• Provided passage:
________
Remember that when you’re taking a photo, you’re capturing how light is reflecting off of everything in the photo. Light rules everything with an iron fist, and getting the proper exposure is key to a good photo. After all, if you can’t see anything, what’s the point?

Be careful with backlights

Generally speaking, you want to avoid backlights in automotive photography. Remember that typically you want your light source behind you, so that it lights up your subject. If you’re taking a photo of a car with the light source behind it, such as the sun or a streetlight, then you’ll more than likely get lens flare (the ugly green or brown series of circles that emanate from the light source in question) and your subject will not receive enough light. You can still make it work...



...but you just have to make sure you understand what problems might arise when you capture the photo. Another option would be to use artificial lighting such as strobes, flashes, or light painting, but those create their own limitations and don’t really fall under the realm of basic tips and tricks.
________
[Records from a data collection]
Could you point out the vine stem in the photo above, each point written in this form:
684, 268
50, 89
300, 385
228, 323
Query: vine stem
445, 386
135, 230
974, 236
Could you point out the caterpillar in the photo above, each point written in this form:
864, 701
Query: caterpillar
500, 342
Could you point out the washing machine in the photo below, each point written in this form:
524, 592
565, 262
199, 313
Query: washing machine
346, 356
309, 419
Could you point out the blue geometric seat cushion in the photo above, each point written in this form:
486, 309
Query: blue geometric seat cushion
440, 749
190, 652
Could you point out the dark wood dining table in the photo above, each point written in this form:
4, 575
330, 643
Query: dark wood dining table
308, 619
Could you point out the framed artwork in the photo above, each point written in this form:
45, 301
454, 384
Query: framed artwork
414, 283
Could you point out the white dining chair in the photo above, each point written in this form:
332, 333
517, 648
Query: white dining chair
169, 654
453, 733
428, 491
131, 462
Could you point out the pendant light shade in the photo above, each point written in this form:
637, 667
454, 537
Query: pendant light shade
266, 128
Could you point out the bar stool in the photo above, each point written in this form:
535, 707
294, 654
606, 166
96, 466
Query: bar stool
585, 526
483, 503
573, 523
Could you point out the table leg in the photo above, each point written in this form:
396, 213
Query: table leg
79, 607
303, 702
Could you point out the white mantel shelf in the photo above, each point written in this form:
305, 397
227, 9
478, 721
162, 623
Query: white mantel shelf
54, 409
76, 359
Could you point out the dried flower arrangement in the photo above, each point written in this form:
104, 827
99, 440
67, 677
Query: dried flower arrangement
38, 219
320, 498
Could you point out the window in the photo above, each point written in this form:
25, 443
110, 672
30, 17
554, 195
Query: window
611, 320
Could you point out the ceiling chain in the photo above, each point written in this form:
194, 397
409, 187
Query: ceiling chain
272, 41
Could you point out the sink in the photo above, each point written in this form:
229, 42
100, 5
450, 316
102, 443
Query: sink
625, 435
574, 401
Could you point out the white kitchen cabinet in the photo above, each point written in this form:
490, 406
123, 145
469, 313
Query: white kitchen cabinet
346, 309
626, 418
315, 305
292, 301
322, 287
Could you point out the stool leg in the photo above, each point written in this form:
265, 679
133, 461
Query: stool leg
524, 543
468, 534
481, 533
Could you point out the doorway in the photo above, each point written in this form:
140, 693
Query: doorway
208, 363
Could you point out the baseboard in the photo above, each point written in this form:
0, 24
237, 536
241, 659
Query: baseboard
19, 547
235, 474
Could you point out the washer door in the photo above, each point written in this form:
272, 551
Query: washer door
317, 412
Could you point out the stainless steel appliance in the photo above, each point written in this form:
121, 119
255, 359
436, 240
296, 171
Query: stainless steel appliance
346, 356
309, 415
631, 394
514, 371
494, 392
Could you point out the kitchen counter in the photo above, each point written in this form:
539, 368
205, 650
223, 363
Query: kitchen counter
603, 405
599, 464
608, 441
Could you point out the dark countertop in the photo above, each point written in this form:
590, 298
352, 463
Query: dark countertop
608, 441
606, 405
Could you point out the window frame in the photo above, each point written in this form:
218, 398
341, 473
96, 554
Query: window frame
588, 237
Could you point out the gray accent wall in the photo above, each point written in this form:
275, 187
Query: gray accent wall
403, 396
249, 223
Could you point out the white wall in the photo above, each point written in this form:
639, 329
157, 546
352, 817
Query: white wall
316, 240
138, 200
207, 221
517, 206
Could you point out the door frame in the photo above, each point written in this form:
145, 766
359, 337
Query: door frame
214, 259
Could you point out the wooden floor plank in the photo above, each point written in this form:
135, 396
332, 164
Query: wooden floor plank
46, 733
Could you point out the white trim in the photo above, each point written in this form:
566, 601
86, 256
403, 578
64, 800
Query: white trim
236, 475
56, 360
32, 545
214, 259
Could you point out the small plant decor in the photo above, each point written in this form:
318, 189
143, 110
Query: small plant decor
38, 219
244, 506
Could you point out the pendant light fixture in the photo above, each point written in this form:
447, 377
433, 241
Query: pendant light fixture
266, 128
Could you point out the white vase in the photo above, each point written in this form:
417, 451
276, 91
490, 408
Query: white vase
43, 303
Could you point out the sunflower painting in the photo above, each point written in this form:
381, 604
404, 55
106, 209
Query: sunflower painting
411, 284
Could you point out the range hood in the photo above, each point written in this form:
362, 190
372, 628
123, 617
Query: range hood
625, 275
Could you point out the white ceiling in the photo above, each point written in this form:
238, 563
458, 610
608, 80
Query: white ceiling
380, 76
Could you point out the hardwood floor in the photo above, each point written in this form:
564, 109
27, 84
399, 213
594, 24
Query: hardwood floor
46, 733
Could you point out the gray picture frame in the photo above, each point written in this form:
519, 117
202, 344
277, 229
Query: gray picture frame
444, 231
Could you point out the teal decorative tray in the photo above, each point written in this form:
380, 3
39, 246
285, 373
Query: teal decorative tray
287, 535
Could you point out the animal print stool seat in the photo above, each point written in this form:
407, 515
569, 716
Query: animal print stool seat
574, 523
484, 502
________
• Actions to take:
**1.** From the lighting passage, quote word for word the part that begins at "Generally speaking, you" and ends after "tips and tricks.".
**2.** Using the lighting passage, explain why backlights are generally avoided in automotive photography.

• Task solutions:
**1.**
Generally speaking, you want to avoid backlights in automotive photography. Remember that typically you want your light source behind you, so that it lights up your subject. If you’re taking a photo of a car with the light source behind it, such as the sun or a streetlight, then you’ll more than likely get lens flare (the ugly green or brown series of circles that emanate from the light source in question) and your subject will not receive enough light. You can still make it work...



...but you just have to make sure you understand what problems might arise when you capture the photo. Another option would be to use artificial lighting such as strobes, flashes, or light painting, but those create their own limitations and don’t really fall under the realm of basic tips and tricks.

**2.** A light source behind the car, such as the sun or a streetlight, will likely cause lens flare, the green or brown circles that come from the light. The car also won't receive enough light, because the light source normally needs to be behind the photographer to light up the subject.